Task prompt:
Continue the account of Britain's entry into the Second World War and the Dunkirk evacuation from the point where it stops.

------ Page extract

At 11.15 am on Sunday 3 September 1939 the whole country were huddled around their radios waiting to hear Prime Minister Neville Chamberlain, who gave a 5 minute broadcast on the BBC Home Service.
He said: ‘I am speaking to you from the cabinet room at 10 Downing Street. This morning the British Ambassador in Berlin handed the German Government a final note stating that unless we heard from them by 11 o'clock that they were prepared at once to withdraw their troops from Poland, a state of war would exist between us. I have to tell you now that no such undertaking has been received, and that consequently this country is at war with Germany’.
Thus War was declared on Nazi Germany and the Second World War began.
The following day the troops of the British Expeditionary Force (BEF), began to move to France and Belgium. Over several months they dug in and waited. Then on the 10 May 1940 the Germans invaded France and the Low Countries. The battle raged with the Germans getting the upper hand, and on the night of 16/17 May the BEF were ordered to begin a retreat to Dunkirk.
BEF troops being evacuated from Dunkirk (Unknown photographer) |
The Navy and a flotilla of 850 small boats rescued 225,000 British and 125,000 French troops from the Dunkirk beaches in Operation Dynamo which lasted from 26 May to 4 June.

------------
------ Data

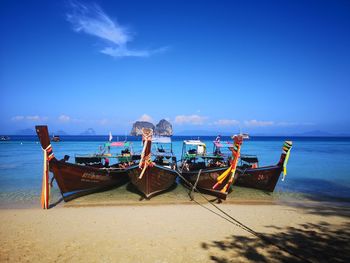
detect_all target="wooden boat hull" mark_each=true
[233,165,283,192]
[50,159,129,201]
[181,166,229,200]
[128,165,178,199]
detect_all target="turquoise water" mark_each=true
[0,136,350,207]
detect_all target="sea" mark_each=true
[0,136,350,208]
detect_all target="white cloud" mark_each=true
[58,114,71,122]
[98,119,109,125]
[244,120,274,127]
[67,1,168,57]
[175,114,207,125]
[11,116,25,121]
[138,114,153,122]
[214,119,239,126]
[11,115,48,122]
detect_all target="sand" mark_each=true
[0,202,350,262]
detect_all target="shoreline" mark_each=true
[0,202,350,262]
[0,189,350,210]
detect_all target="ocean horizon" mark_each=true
[0,135,350,206]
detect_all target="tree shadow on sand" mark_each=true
[201,222,350,263]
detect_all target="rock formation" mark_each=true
[130,119,173,136]
[130,121,155,136]
[155,119,173,136]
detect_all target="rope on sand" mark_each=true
[179,174,312,263]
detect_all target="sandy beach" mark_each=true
[0,202,350,262]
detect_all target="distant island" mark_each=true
[130,119,173,136]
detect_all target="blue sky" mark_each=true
[0,0,350,135]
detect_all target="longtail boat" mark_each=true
[35,126,128,209]
[128,128,178,199]
[179,135,243,200]
[75,141,140,168]
[234,141,292,192]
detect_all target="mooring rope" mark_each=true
[179,173,312,263]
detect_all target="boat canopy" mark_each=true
[184,140,205,147]
[213,141,233,148]
[241,155,259,163]
[105,142,131,147]
[152,136,171,143]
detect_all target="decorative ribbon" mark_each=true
[139,128,154,179]
[41,144,55,209]
[282,141,293,181]
[213,135,243,193]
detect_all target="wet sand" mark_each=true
[0,200,350,262]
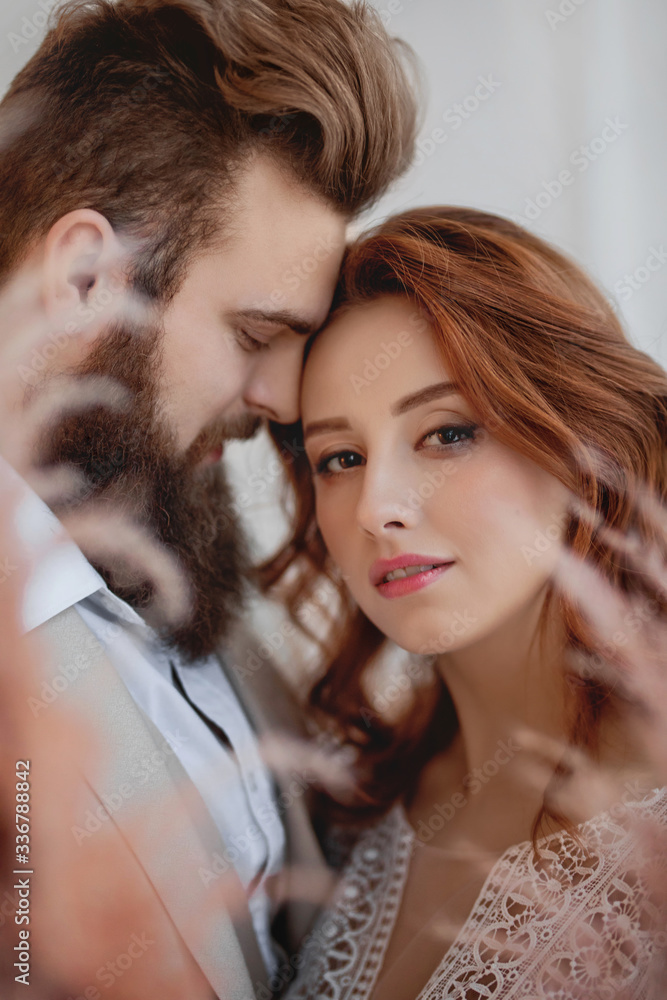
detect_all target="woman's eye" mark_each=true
[422,424,478,448]
[315,451,363,476]
[234,329,269,352]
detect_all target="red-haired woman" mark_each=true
[265,208,667,1000]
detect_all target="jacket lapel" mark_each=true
[37,608,266,1000]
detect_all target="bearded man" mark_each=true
[0,0,415,998]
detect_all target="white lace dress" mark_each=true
[286,789,667,1000]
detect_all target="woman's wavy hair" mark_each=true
[260,207,667,836]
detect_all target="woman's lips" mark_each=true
[368,552,454,597]
[376,562,454,598]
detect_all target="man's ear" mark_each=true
[42,208,122,333]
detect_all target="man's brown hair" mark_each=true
[0,0,416,300]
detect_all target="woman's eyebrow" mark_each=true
[391,382,459,417]
[303,382,459,441]
[303,417,352,441]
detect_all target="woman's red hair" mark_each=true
[260,207,667,832]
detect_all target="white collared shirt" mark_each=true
[0,457,285,975]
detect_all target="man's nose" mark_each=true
[243,335,307,424]
[356,459,420,538]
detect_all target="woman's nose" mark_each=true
[356,464,420,537]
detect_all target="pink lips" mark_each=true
[369,553,454,597]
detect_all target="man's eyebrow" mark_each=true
[233,309,320,336]
[303,417,351,441]
[391,382,459,417]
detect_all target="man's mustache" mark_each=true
[186,413,262,466]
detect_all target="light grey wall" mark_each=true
[362,0,667,364]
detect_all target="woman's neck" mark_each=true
[438,592,567,773]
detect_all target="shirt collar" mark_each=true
[0,456,144,632]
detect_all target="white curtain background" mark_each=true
[0,0,667,656]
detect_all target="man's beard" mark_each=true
[39,327,259,661]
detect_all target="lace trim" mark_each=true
[286,806,414,1000]
[287,789,667,1000]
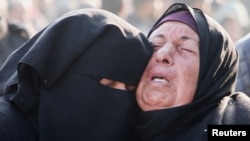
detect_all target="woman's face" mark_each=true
[136,21,200,111]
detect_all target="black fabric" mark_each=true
[135,3,238,141]
[0,9,153,141]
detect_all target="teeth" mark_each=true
[152,76,168,82]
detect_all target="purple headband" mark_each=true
[154,10,198,33]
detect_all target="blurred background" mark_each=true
[0,0,250,65]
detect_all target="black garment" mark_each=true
[0,9,153,141]
[132,3,250,141]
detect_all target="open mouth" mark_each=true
[151,75,169,83]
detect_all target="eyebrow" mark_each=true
[181,35,199,42]
[149,34,199,42]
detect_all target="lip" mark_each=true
[148,67,170,85]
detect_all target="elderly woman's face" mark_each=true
[136,21,200,111]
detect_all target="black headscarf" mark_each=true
[0,9,152,141]
[133,3,238,141]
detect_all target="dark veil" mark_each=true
[135,3,238,141]
[0,9,152,141]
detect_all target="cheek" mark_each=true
[181,59,199,86]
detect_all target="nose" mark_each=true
[155,44,174,65]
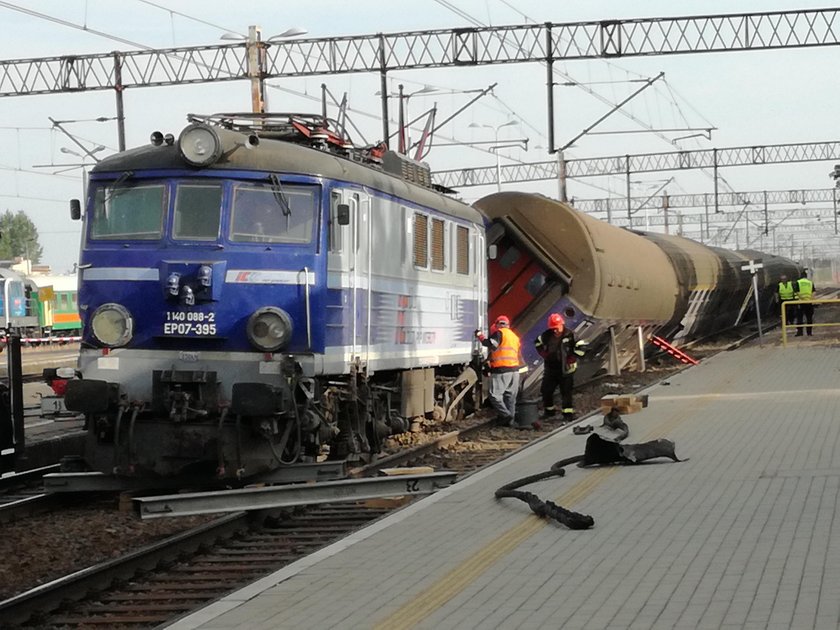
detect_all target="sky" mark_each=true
[0,0,840,273]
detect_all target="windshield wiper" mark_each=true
[268,173,292,217]
[102,171,134,203]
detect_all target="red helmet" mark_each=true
[548,313,566,330]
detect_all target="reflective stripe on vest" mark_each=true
[488,328,519,369]
[779,282,793,300]
[799,278,814,300]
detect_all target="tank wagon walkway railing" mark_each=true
[782,298,840,346]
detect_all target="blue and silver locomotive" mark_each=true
[65,114,487,479]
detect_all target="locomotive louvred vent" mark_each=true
[456,225,470,274]
[382,151,432,188]
[432,219,446,271]
[414,213,429,269]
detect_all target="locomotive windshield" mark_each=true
[230,183,316,243]
[172,184,222,241]
[90,182,166,240]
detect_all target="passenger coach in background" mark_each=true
[65,114,487,481]
[475,192,800,390]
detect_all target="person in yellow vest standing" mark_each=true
[475,315,522,427]
[776,274,799,324]
[794,269,814,337]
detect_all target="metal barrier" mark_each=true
[782,299,840,346]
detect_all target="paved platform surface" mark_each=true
[170,335,840,630]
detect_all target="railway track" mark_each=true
[0,324,788,629]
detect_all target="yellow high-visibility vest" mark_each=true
[779,280,793,300]
[796,278,814,300]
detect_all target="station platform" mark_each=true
[168,331,840,630]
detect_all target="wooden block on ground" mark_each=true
[361,495,414,510]
[381,466,435,477]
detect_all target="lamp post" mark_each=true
[467,120,528,192]
[220,26,309,114]
[59,144,105,159]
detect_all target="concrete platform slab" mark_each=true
[169,343,840,630]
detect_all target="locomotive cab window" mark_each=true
[90,182,166,240]
[172,184,222,241]
[230,184,316,243]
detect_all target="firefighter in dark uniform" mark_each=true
[794,270,814,337]
[534,313,585,422]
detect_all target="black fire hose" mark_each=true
[496,418,688,529]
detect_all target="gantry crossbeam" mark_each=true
[0,8,840,96]
[432,141,840,188]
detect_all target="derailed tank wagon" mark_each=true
[474,192,801,387]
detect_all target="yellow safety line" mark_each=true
[374,394,718,630]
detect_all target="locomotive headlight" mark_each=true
[90,303,134,348]
[178,124,222,166]
[246,306,292,352]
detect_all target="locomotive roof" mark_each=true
[91,132,482,223]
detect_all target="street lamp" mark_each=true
[59,144,105,159]
[467,120,528,192]
[220,26,309,114]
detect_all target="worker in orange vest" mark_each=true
[475,315,522,427]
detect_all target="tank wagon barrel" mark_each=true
[475,192,800,388]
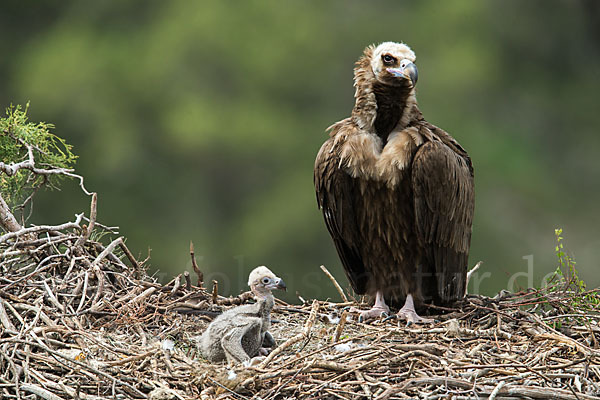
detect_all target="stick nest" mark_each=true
[0,218,600,400]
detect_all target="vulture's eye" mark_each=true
[381,54,396,65]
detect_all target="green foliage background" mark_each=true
[0,0,600,299]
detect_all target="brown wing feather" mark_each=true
[412,141,475,303]
[314,125,368,294]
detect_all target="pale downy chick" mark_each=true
[200,266,286,363]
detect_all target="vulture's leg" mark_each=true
[350,290,390,322]
[396,294,434,324]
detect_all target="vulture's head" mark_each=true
[248,266,286,297]
[370,42,419,86]
[352,42,418,130]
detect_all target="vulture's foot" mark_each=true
[258,347,271,356]
[242,356,267,368]
[350,292,390,322]
[350,306,390,322]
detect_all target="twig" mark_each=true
[212,281,219,304]
[190,240,204,287]
[0,214,83,244]
[259,300,319,369]
[331,310,348,342]
[321,265,348,302]
[75,192,98,248]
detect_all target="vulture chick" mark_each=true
[200,266,286,363]
[314,42,474,322]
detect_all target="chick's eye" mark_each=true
[381,54,396,65]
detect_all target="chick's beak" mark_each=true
[387,62,419,86]
[273,278,287,292]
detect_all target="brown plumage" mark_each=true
[314,42,474,322]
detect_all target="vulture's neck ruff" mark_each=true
[352,42,416,145]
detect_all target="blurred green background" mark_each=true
[0,0,600,300]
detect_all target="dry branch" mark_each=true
[0,200,600,400]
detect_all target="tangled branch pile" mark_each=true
[0,208,600,400]
[0,108,600,400]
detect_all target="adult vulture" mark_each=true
[314,42,475,322]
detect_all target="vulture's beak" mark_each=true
[387,62,419,86]
[271,278,287,292]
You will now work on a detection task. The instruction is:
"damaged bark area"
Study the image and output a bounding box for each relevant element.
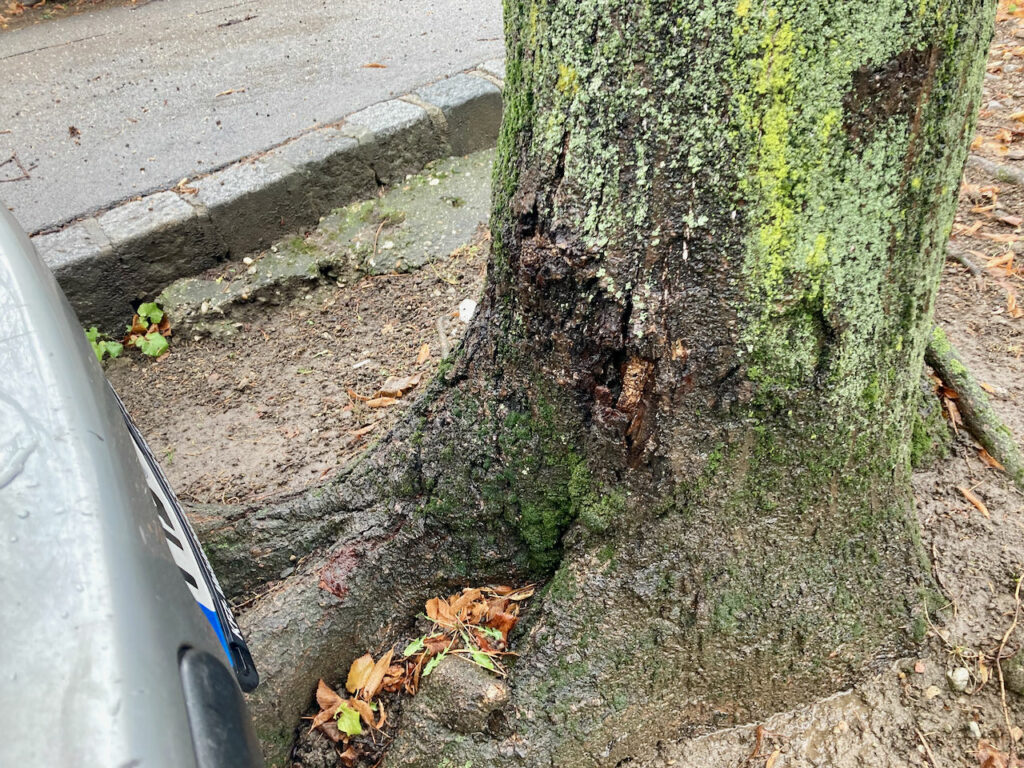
[236,0,992,768]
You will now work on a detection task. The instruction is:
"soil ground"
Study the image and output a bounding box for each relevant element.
[0,0,123,33]
[109,6,1024,768]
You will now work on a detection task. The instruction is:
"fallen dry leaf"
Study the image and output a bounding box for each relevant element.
[309,680,343,729]
[338,746,359,768]
[977,741,1016,768]
[957,485,989,517]
[345,389,370,402]
[426,597,458,629]
[978,449,1006,470]
[345,653,374,693]
[378,373,423,397]
[359,650,394,701]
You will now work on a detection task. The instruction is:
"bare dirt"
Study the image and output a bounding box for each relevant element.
[108,233,486,512]
[109,6,1024,768]
[0,0,125,33]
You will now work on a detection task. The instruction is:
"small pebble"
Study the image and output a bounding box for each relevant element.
[946,667,971,691]
[459,299,476,323]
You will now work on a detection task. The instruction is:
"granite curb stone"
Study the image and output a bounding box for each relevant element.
[25,60,504,331]
[416,75,502,156]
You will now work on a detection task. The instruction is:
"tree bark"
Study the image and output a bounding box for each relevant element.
[230,0,994,767]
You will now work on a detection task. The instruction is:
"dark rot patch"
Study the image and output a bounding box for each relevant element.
[843,47,941,141]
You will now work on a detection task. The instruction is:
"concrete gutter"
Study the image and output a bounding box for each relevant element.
[32,60,505,331]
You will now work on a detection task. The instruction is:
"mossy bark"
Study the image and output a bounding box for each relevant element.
[235,0,994,767]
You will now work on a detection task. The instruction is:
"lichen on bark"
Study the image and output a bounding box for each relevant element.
[228,0,994,768]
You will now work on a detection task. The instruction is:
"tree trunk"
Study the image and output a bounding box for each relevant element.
[232,0,994,767]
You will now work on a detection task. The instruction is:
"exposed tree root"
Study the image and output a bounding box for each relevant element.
[946,243,985,278]
[967,155,1024,186]
[925,327,1024,488]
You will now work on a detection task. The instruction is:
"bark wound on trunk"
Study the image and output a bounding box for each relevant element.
[234,0,994,768]
[843,46,942,140]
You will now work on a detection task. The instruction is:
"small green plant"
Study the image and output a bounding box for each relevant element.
[85,326,124,362]
[135,331,170,357]
[335,705,362,736]
[131,301,170,357]
[135,301,164,326]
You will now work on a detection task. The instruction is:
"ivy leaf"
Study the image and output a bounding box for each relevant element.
[135,331,168,357]
[420,650,447,677]
[336,703,362,736]
[137,301,164,324]
[470,650,498,672]
[401,637,423,656]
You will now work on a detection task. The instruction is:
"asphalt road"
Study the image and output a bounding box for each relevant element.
[0,0,503,233]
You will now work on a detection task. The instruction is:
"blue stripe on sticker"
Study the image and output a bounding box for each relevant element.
[196,602,233,666]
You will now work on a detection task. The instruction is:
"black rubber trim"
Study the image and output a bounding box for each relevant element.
[180,648,263,768]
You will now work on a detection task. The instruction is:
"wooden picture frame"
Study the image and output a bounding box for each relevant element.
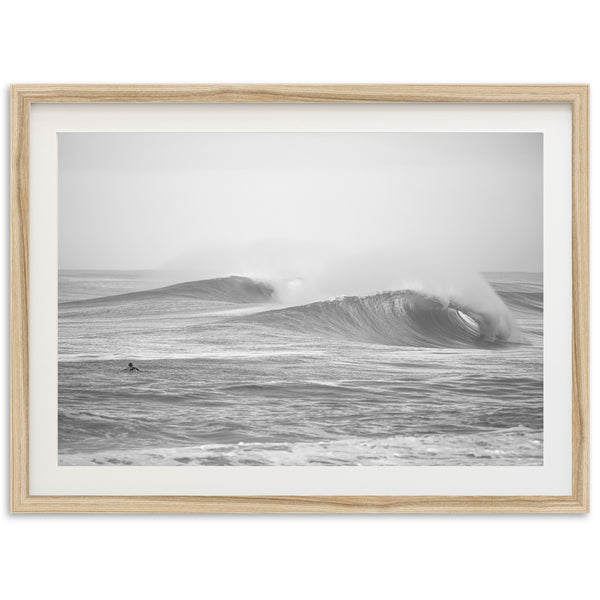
[11,85,589,513]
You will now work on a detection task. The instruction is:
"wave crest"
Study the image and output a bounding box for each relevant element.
[243,290,522,348]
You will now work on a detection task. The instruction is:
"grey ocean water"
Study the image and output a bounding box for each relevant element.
[58,271,543,465]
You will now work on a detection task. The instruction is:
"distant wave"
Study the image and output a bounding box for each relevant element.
[497,291,544,313]
[238,290,523,348]
[61,276,275,308]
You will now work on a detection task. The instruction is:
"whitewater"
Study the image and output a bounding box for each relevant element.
[58,271,543,466]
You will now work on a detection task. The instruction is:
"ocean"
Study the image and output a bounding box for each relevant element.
[58,271,543,466]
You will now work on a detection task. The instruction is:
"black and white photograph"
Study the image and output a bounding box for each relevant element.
[58,132,544,467]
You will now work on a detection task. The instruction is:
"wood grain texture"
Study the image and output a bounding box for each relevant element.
[11,84,590,513]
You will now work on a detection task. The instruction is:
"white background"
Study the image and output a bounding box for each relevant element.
[0,0,600,600]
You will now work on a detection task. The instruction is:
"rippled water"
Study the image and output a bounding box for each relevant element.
[58,272,543,465]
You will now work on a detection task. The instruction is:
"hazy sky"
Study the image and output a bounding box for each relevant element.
[59,133,542,277]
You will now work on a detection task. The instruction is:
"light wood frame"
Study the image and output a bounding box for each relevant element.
[11,85,589,513]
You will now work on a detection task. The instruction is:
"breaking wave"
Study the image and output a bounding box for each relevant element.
[242,290,523,348]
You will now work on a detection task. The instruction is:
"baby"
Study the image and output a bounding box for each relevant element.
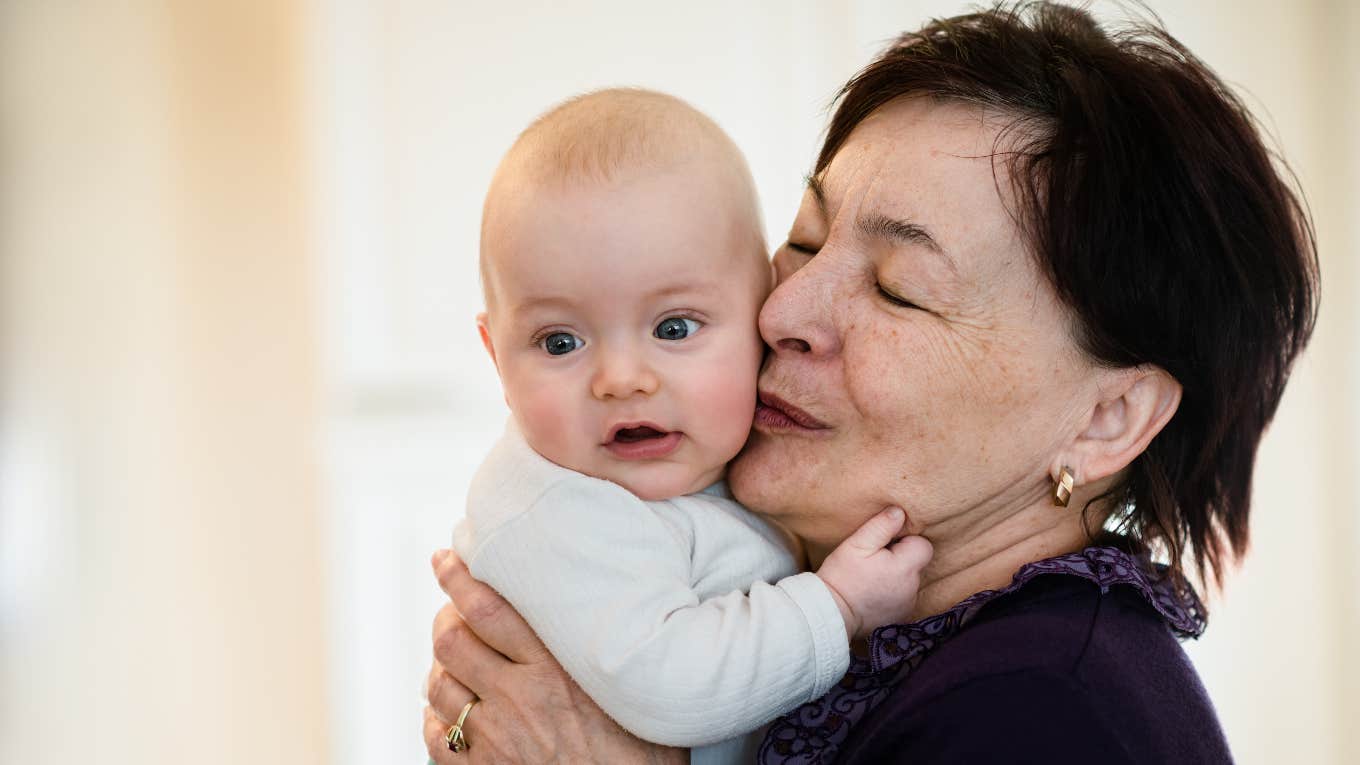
[454,90,929,762]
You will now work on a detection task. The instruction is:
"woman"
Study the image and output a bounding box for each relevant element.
[426,3,1316,762]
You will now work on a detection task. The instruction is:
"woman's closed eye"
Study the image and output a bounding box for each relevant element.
[533,332,586,355]
[874,284,925,310]
[651,316,703,340]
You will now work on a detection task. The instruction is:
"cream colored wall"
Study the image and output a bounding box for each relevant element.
[0,0,328,765]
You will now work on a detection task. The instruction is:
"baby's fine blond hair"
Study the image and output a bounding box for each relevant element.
[479,87,764,309]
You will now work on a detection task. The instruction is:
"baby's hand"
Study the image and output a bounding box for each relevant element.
[817,508,934,640]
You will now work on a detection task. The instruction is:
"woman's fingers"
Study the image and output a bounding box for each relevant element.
[430,550,548,664]
[426,662,475,720]
[422,706,457,765]
[434,603,510,696]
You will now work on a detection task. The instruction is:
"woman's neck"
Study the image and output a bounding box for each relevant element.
[911,502,1099,621]
[806,497,1103,621]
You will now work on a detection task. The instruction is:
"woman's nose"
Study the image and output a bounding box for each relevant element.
[590,348,661,400]
[759,249,843,357]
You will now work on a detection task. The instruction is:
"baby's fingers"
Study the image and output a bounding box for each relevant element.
[888,536,934,572]
[843,508,907,554]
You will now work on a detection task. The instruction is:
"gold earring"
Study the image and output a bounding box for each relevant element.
[1053,466,1076,508]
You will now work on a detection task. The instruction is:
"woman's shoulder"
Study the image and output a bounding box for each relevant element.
[838,576,1229,762]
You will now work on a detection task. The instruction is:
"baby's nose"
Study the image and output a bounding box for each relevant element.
[590,351,661,399]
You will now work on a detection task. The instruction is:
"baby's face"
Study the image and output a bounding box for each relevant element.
[483,162,770,500]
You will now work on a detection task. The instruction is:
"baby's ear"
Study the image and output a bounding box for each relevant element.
[477,312,500,374]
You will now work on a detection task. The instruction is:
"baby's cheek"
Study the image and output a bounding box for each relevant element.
[511,385,581,470]
[692,353,756,459]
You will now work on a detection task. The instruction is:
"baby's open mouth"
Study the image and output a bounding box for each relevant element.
[604,422,684,460]
[613,425,666,444]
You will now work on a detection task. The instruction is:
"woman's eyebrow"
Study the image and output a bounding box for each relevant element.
[855,215,959,274]
[802,176,827,221]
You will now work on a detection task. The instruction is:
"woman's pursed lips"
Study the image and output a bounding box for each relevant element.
[755,391,831,432]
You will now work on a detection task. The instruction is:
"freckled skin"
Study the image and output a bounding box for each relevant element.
[729,99,1095,561]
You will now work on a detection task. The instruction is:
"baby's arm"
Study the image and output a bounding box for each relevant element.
[460,479,849,746]
[817,508,933,640]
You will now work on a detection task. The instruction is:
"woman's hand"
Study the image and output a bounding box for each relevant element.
[424,550,690,765]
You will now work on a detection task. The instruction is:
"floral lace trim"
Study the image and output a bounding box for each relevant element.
[758,547,1206,765]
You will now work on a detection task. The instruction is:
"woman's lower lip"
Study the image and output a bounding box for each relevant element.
[604,430,683,460]
[755,402,827,434]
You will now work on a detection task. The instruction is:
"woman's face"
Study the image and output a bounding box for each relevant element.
[730,99,1095,555]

------------

Task output:
As you can see, some of the troops waded up to their necks through the sea to get on to the ships.
Dunkirk evacuation (Bert Hardy, Getty Images) |
Four Divisions were ordered to conduct a rear-guard operation with the advancing German troops to allow the retreat of the other units.
From this overall picture we now concentrate on the experience of one man, Louis Massey.
The Massey family lived at No.15 Burrard Road in West Hampstead. He had been born in St John’s Wood in 1907, the son of a coachman. As horses gave way to automobiles, Louis worked as a mechanical fitter in the motor trade, and with outbreak of War he joined the Royal Army Service Corps as a driver. He was in a unit trying to hold back the Germans when he was wounded in the arm and captured near Boulogne. Despite this, when there were too many casualties to fit in the ambulance, Louis volunteered to drive three injured men in a car which the Germans had commandeered. He was told to follow the ambulance to hospital. When the speeding ambulance outdistanced him, he took a chance and turned off and drove south hoping to reach the Allied lines. But the plan failed, and Louis was re-captured two weeks later at Le Touquet.
He was sent to the German prison of war camp Stalag XXA in Winduga, Poland. Here he and two other prisoners planned an escape. They stored some food and a map. Early on the morning of 2 December 1940 they got out of a window in the guard’s mess hut, crawled under the wire fence and got away. They trekked an astonishing 1,600 miles through bitter cold snow and ice across five countries, travelling by night to arrive in Russia. People shared food with the soldiers and hid them from the Nazis. Otherwise, they lived on grass and anything else they could find in the fields.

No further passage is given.